> **PROBLEM**: Can you rewrite the listing below, changing each "query" to "label" and leaving everything else the same?

> **Detection examples**:

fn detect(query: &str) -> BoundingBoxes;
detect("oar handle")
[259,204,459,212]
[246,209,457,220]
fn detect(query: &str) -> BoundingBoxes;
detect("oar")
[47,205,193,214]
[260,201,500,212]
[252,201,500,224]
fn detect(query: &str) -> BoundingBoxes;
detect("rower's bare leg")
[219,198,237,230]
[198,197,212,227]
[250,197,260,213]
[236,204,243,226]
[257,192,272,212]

> **CORRECT ANSWER**:
fn detect(label: &str) -> BoundingBoxes;
detect("oar handle")
[259,204,459,212]
[246,209,457,220]
fn detect(label: &str) -> BoundingBoxes;
detect("oar")
[47,205,193,214]
[260,201,500,212]
[252,201,500,224]
fn detect(label: &str) -> BoundingBoxes;
detect("rower's bare leg")
[219,198,237,230]
[198,197,212,227]
[250,197,260,213]
[236,204,243,226]
[257,192,272,212]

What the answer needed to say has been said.